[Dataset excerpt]
◆ ◆ ◆ ◆ ◆
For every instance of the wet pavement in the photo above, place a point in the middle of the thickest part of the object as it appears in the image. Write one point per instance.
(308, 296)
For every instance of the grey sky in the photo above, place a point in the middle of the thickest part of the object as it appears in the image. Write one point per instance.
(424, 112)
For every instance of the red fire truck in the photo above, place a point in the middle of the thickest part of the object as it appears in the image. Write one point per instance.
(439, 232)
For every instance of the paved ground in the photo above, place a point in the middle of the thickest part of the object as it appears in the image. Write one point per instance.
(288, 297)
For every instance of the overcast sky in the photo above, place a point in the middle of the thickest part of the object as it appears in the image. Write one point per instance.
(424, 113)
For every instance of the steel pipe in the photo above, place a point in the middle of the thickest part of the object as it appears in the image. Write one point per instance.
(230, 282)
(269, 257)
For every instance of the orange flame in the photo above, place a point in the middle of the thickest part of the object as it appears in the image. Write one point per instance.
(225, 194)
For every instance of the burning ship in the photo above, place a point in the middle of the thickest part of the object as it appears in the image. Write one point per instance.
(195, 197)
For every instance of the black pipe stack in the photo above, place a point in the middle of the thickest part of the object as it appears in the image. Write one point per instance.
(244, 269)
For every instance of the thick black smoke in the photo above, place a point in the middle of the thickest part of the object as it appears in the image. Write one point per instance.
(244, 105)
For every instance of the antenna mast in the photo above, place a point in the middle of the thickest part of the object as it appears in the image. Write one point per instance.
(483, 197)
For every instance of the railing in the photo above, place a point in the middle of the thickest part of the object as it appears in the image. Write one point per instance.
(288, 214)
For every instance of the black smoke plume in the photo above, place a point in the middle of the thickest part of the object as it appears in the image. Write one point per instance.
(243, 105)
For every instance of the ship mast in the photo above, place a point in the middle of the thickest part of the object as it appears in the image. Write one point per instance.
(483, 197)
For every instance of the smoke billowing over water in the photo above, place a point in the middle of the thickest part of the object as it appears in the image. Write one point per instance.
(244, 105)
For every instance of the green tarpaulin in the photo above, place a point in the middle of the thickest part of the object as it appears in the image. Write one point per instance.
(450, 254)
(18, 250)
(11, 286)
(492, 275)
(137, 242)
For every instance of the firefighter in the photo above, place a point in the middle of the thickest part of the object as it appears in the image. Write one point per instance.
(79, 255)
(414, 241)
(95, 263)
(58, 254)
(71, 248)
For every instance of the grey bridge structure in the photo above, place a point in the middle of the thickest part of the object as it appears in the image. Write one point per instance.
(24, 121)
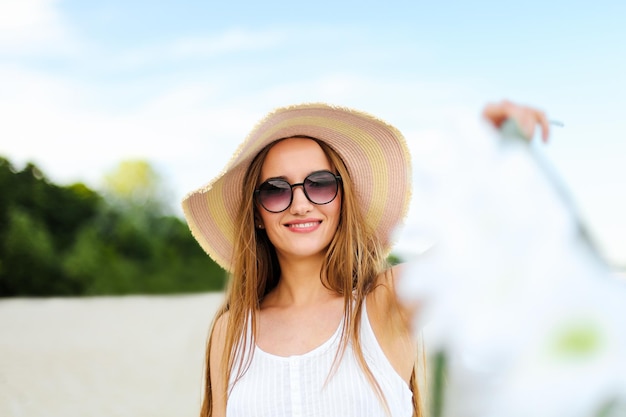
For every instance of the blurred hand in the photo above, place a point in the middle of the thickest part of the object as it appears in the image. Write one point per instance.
(527, 118)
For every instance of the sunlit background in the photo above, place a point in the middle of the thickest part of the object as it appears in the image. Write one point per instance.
(107, 92)
(85, 85)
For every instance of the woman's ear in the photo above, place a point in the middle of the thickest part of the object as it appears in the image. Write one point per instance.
(258, 222)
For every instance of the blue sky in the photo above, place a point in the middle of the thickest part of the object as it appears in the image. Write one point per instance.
(84, 84)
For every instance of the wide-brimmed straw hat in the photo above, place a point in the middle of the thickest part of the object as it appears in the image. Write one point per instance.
(374, 152)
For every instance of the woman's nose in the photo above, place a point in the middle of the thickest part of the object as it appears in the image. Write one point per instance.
(300, 203)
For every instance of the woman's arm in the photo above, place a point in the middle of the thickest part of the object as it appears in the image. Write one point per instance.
(527, 118)
(216, 371)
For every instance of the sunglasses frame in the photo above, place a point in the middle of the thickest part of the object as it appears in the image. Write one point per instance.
(258, 190)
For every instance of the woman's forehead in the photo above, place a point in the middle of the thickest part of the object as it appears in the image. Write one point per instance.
(293, 159)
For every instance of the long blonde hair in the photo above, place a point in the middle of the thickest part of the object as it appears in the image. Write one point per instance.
(353, 260)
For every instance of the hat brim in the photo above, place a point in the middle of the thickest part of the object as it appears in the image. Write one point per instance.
(375, 154)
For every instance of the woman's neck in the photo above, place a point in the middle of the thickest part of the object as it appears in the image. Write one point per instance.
(300, 283)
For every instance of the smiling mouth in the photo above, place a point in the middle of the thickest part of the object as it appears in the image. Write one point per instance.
(303, 225)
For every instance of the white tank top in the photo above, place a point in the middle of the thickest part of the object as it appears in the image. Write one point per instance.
(277, 386)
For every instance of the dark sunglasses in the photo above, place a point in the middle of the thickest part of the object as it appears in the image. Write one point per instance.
(275, 195)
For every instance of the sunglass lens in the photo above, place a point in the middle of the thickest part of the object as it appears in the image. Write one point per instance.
(275, 195)
(321, 187)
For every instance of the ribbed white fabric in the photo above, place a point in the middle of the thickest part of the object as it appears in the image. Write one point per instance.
(277, 386)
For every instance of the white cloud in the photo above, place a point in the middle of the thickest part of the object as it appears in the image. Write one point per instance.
(28, 26)
(198, 47)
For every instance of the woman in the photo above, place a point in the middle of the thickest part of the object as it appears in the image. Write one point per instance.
(302, 218)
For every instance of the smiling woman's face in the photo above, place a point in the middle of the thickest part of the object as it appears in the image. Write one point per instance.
(304, 229)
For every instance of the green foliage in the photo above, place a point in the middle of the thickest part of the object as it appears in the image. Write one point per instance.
(71, 241)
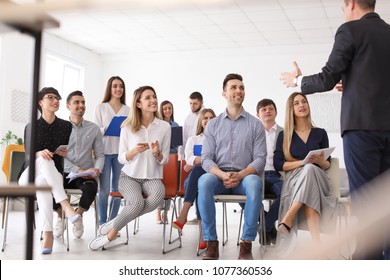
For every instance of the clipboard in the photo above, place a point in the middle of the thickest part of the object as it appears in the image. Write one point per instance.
(327, 152)
(114, 128)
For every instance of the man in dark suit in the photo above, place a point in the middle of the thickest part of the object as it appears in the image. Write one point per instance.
(361, 59)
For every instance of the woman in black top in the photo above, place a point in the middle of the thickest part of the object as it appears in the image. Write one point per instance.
(51, 133)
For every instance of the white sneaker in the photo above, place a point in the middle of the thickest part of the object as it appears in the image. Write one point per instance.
(78, 227)
(106, 227)
(59, 228)
(98, 243)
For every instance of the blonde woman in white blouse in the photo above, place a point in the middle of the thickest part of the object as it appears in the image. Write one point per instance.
(143, 149)
(193, 164)
(113, 104)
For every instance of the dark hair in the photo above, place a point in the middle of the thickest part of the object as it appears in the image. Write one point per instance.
(196, 95)
(165, 102)
(74, 93)
(363, 4)
(43, 92)
(265, 102)
(107, 93)
(231, 77)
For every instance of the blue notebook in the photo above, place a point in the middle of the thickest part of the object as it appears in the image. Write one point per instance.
(176, 136)
(114, 129)
(197, 150)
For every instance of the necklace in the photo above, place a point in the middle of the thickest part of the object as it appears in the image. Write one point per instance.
(303, 130)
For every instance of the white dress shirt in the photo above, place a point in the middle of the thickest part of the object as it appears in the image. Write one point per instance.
(189, 127)
(144, 165)
(270, 139)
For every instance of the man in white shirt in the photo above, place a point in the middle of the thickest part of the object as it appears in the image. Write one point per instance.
(85, 153)
(189, 128)
(266, 111)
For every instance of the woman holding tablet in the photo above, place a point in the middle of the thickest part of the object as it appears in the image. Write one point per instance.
(52, 135)
(306, 193)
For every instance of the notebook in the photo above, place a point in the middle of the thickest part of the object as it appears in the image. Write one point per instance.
(114, 129)
(176, 136)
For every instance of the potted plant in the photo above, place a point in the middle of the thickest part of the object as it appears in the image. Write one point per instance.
(11, 138)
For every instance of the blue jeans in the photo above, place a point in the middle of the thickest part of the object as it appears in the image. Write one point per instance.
(111, 171)
(273, 184)
(191, 187)
(210, 185)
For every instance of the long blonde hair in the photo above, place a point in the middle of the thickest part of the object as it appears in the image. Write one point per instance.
(290, 122)
(199, 127)
(135, 116)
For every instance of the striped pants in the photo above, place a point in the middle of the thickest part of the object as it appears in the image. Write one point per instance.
(142, 196)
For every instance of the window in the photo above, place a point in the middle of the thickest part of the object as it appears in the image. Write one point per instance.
(65, 75)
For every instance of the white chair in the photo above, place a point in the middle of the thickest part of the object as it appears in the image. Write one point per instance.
(74, 196)
(228, 198)
(12, 164)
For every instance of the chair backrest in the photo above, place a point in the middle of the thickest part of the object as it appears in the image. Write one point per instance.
(13, 161)
(171, 176)
(334, 175)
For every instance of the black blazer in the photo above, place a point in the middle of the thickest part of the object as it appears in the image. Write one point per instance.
(361, 58)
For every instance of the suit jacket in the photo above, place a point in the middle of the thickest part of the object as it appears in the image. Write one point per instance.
(361, 58)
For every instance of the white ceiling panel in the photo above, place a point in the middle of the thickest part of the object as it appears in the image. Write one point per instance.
(168, 25)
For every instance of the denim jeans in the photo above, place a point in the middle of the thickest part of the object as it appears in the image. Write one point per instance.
(273, 184)
(191, 187)
(210, 185)
(109, 177)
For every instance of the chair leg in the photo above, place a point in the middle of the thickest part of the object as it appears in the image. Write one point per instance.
(5, 222)
(136, 226)
(164, 250)
(262, 233)
(4, 207)
(127, 229)
(96, 216)
(225, 233)
(239, 227)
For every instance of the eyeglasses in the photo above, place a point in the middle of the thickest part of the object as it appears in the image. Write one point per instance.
(52, 97)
◆ ◆ ◆ ◆ ◆
» **PROBLEM STATEMENT**: Everything from the line with "For every instance of the striped" to the end of the listing above needs to be duplicated exactly, both end lines included, with nothing more.

» **COMPLETE OUTPUT**:
For every instance of the striped pants in the photo above, place a point in the middle of the thickest part of the object as it appears in the image. Write one point per instance.
(142, 196)
For every instance of the window in the photo above, place a point in the middle of the thickest part of the object as it appears in the image. Write one point per instance.
(65, 75)
For every instance of the white chair in the photo above, place a point in the middle of the thickest part of the object as it appears in the image. Write one point per instance.
(74, 196)
(228, 198)
(12, 164)
For every instance of the chair backrest in the photo above, place a point in the middle of the thickest part of the object as it appears in the image. Write one point per instance.
(13, 161)
(171, 176)
(334, 175)
For every instance of the black blazer in the photo above, place a point in the middle of the thickest part of the object as it appears in the image. Write one point per instance.
(361, 58)
For every instance of the suit jacket in the photo above, place a point in the middle of the thickest part of the object as it appears in the image. Write one point per instance.
(361, 58)
For every instance of the white ceiling panel in the photo above, place a point in the middle of the thickest part of the object as it appears in the image. Write one point per instance.
(168, 25)
For every instance of the denim jeans in the photo above, place a point in the middle of the thickest part of the object as it appears in the image. Write one point per instance.
(273, 184)
(191, 187)
(210, 185)
(109, 177)
For every instance of the chair leg in the photo above, place a point in the middle of the thickest part of the object as it appears in the image. Write one point per instance.
(5, 222)
(136, 226)
(164, 250)
(262, 233)
(4, 207)
(127, 229)
(96, 216)
(225, 233)
(239, 227)
For every instance of the eyeglasses in the photo above, place a point in the middle of the thickest part of the object as it appears in the image. Write one point per instance.
(52, 97)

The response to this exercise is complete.